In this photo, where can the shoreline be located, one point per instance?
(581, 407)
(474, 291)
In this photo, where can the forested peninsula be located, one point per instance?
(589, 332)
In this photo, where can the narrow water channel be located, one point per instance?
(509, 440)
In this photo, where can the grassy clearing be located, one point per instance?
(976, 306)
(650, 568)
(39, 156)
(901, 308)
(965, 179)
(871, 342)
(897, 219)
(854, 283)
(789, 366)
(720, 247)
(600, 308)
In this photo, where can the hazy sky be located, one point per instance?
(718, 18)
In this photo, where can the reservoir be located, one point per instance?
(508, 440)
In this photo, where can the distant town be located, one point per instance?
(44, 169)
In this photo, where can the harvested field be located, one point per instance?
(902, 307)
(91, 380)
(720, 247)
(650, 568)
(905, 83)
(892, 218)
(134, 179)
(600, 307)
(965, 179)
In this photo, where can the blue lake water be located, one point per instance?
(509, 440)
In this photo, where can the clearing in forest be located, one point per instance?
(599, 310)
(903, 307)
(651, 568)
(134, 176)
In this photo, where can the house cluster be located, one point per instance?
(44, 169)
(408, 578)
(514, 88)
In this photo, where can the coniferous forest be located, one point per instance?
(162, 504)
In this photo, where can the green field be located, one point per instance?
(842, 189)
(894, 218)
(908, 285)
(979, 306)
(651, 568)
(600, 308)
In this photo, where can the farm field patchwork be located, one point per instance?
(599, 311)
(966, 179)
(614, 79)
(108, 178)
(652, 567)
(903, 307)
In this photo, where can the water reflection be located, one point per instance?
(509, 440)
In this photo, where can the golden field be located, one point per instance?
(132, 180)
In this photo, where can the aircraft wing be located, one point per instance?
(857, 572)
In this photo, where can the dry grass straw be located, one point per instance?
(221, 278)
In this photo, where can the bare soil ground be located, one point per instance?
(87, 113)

*WORK TO COMPLETE:* Rewrite all of the records above, replacing "one point per instance" with "one point for each instance" and changing nothing else.

*RIGHT ANSWER:*
In this photo, where can the shoreline be located, one point for each instance?
(581, 407)
(474, 291)
In this photo, where can the forested peninsula be located, one point for each instance?
(589, 332)
In this photo, where can the narrow water channel be located, one point for each instance?
(509, 440)
In this photo, where can the grassy clearing be located, one point for each instance?
(976, 306)
(650, 568)
(39, 156)
(901, 308)
(965, 179)
(871, 342)
(897, 219)
(854, 283)
(789, 366)
(720, 247)
(600, 308)
In this photo, where can the hazy sky be located, one point for each instance?
(718, 18)
In this photo, where can the reservoir be located, one point for each instance?
(508, 440)
In this photo, where can the distant town be located, one point for each instance?
(44, 169)
In this photo, where can the harvested field be located, one point for each instance?
(902, 307)
(91, 380)
(720, 247)
(650, 568)
(905, 83)
(892, 218)
(134, 179)
(600, 307)
(965, 179)
In this photo, where can the blue lake water be located, one point for each instance?
(509, 440)
In this photo, where can the clearing in forest be located, one point for each instance?
(599, 310)
(903, 307)
(651, 568)
(134, 176)
In this photo, where can the house cluster be located, one point for each instance?
(44, 169)
(408, 578)
(514, 88)
In this photo, where can the coniferous forest be located, one point for each instance?
(162, 504)
In this photo, where can the green field be located, one point for each instance?
(842, 189)
(894, 218)
(908, 285)
(979, 306)
(651, 568)
(600, 308)
In this photo, where can the farm field patchwork be located, one point for each instance?
(599, 311)
(966, 179)
(614, 79)
(108, 178)
(652, 567)
(903, 307)
In this photo, where can the water reflection be located, one point for each instance?
(509, 440)
In this photo, where can the golden field be located, one point for each instance?
(132, 180)
In this photo, where can the aircraft wing be located, one point for each instance?
(857, 572)
In this photo, where can the dry grass straw be located, one point for each instance?
(221, 278)
In this photo, where can the bare soil ground be located, one point for each instance?
(87, 113)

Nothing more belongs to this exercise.